:: Records to use
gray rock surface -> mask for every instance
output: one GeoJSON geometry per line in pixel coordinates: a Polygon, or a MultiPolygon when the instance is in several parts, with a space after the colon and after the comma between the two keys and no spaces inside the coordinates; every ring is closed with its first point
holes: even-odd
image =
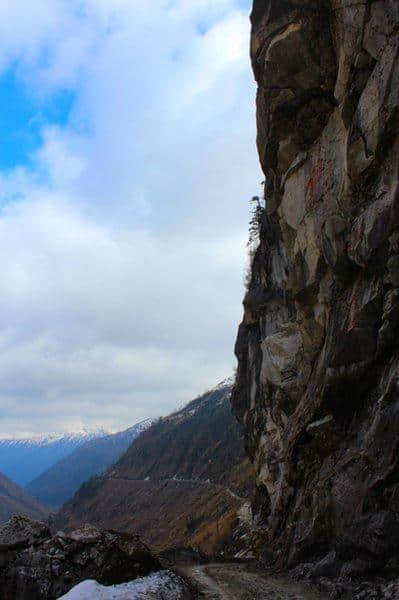
{"type": "Polygon", "coordinates": [[[26,548],[50,537],[44,523],[28,517],[15,516],[0,527],[0,551],[26,548]]]}
{"type": "Polygon", "coordinates": [[[399,555],[399,3],[255,0],[251,20],[265,210],[232,404],[252,544],[365,577],[399,555]]]}
{"type": "Polygon", "coordinates": [[[45,525],[21,517],[0,529],[1,598],[53,600],[86,579],[119,584],[159,568],[136,535],[85,525],[51,536],[45,525]]]}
::::
**Task instructions**
What is needed is an exact repetition of every entry, without the pictures.

**Completed exercise**
gray rock surface -> mask for every instance
output: one GeoJSON geometry per line in pixel coordinates: a Polygon, or a MultiPolygon when the instance is in several parts, with a space after the colon and after the comma between the two keys and no spaces inside the coordinates; every ring is closed with its first point
holes: even-odd
image =
{"type": "Polygon", "coordinates": [[[26,548],[50,537],[44,523],[28,517],[15,516],[0,527],[0,551],[26,548]]]}
{"type": "Polygon", "coordinates": [[[399,555],[399,3],[255,0],[251,20],[265,210],[232,404],[252,544],[365,577],[399,555]]]}
{"type": "Polygon", "coordinates": [[[45,525],[21,517],[0,529],[1,598],[53,600],[86,579],[119,584],[159,568],[136,535],[85,525],[51,536],[45,525]]]}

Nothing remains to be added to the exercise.